*** Opening Study text ***
He then went on to set up Audio Interactive at Pinewood Studios and, along with composer James Hannigan, helped Electronic Arts to win the BAFTA Award for best audio in 2000 for Theme Park World. From 1990 onwards Joseph was a frequent musical collaborator with Jon Hare with whom he co-wrote and arranged all of Sensible Software's best known musical tracks including the soundtrack for Cannon Fodder the GBC version of which was also nominated for a BAFTA in 2000, and is still the only small-format soundtrack to be recognised by BAFTA to this day. In 1995 Hare and Joseph embarked upon an epic 32 track soundtrack for the multimedia product Sex 'n' Drugs 'n' Rock 'n' Roll, signed to Warner Interactive, however in 1998 Warner bowed out of the games market and their Magnum Opus was only ever released as a limited edition audio CD.

After working as Audio Director on Republic: The Revolution and Evil Genius for Elixir Studios (music composed by James Hannigan), both winning BAFTA nominations for Hannigan's scores, Joseph moved to France where he ran SoundTropez, a company offering next-technology soundtracks.
*** Closing Study text ***
* Task requirements *
a – Rewrite the passage on Joseph's game audio work from "He then went" to "edition audio CD.", swapping "limited edition" for "special edition".
b – Please continue the passage on Joseph's game audio work, picking up after its final sentence.
*** Opening Data listing ***
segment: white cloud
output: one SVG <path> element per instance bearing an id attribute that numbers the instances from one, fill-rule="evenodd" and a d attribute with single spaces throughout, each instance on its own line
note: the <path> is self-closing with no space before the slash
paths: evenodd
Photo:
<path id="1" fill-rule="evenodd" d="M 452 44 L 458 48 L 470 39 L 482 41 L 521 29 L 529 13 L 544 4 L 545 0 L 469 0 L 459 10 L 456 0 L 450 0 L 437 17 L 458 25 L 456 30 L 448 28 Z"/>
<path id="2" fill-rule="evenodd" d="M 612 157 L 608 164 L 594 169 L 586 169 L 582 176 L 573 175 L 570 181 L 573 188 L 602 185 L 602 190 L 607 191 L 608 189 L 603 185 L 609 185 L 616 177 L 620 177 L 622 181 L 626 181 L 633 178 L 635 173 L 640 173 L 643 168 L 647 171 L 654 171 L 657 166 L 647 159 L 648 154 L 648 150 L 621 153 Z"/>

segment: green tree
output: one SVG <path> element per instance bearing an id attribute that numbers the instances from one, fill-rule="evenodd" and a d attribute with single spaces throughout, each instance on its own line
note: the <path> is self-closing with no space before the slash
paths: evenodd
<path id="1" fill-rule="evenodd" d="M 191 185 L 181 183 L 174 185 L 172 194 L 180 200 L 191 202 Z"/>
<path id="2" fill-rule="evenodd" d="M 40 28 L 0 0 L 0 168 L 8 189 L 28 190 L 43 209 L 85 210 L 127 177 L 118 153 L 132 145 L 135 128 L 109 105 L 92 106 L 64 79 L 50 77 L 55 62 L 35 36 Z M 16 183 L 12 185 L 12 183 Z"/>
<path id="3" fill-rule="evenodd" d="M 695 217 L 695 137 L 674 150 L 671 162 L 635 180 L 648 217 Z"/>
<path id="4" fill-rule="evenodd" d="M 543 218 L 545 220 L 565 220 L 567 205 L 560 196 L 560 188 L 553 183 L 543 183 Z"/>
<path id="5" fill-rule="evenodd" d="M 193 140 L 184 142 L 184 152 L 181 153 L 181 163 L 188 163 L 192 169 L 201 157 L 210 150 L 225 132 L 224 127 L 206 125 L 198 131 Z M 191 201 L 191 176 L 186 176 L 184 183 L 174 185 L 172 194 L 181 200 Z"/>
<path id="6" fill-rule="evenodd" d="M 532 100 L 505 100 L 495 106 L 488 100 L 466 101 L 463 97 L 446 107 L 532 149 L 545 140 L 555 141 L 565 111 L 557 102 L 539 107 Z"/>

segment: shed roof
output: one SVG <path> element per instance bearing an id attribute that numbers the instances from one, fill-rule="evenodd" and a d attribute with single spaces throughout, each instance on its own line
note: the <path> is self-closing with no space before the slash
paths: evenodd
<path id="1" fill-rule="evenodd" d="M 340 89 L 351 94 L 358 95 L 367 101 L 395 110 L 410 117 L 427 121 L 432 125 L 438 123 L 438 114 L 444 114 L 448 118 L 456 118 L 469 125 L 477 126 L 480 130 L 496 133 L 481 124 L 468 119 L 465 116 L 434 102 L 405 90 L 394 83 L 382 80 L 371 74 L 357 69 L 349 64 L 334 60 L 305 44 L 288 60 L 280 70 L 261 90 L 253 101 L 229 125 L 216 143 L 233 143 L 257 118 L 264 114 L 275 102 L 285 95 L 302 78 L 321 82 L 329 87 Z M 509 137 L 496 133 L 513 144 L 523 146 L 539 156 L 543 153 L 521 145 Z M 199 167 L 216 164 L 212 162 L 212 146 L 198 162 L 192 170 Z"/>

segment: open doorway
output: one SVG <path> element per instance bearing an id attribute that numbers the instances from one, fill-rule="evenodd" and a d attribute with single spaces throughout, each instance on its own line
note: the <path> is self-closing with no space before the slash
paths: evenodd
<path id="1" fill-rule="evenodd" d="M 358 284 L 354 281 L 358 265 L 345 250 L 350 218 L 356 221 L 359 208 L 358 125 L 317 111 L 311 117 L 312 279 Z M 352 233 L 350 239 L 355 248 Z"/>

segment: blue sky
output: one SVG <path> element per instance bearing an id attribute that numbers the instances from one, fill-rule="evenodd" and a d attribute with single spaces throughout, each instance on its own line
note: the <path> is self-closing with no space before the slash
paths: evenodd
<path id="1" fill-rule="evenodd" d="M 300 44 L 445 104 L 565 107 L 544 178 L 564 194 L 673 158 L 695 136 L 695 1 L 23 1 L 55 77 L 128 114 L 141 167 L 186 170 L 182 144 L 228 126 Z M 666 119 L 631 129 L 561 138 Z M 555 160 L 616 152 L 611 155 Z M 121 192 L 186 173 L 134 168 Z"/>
*** Closing Data listing ***
* Outputs by task *
a –
He then went on to set up Audio Interactive at Pinewood Studios and, along with composer James Hannigan, helped Electronic Arts to win the BAFTA Award for best audio in 2000 for Theme Park World. From 1990 onwards Joseph was a frequent musical collaborator with Jon Hare with whom he co-wrote and arranged all of Sensible Software's best known musical tracks including the soundtrack for Cannon Fodder the GBC version of which was also nominated for a BAFTA in 2000, and is still the only small-format soundtrack to be recognised by BAFTA to this day. In 1995 Hare and Joseph embarked upon an epic 32 track soundtrack for the multimedia product Sex 'n' Drugs 'n' Rock 'n' Roll, signed to Warner Interactive, however in 1998 Warner bowed out of the games market and their Magnum Opus was only ever released as a special edition audio CD.

b –
Joseph came from an entertainment family. Brother Eddy is a BAFTA-winning sound supervisor, working on films such as Harry Potter and James Bond. Brother Pat is a director of The Mill which won an Oscar for Gladiator. Nephew Alex is a foley supervisor. His father Teddy (1918–2006) was a production executive working on, amongst many others, films by John Schlesinger and Alfred Hitchcock.

After being diagnosed with lung cancer, he died on 4 March 2007 aged 53 years. Wacky Races: Mad Motors is dedicated to him.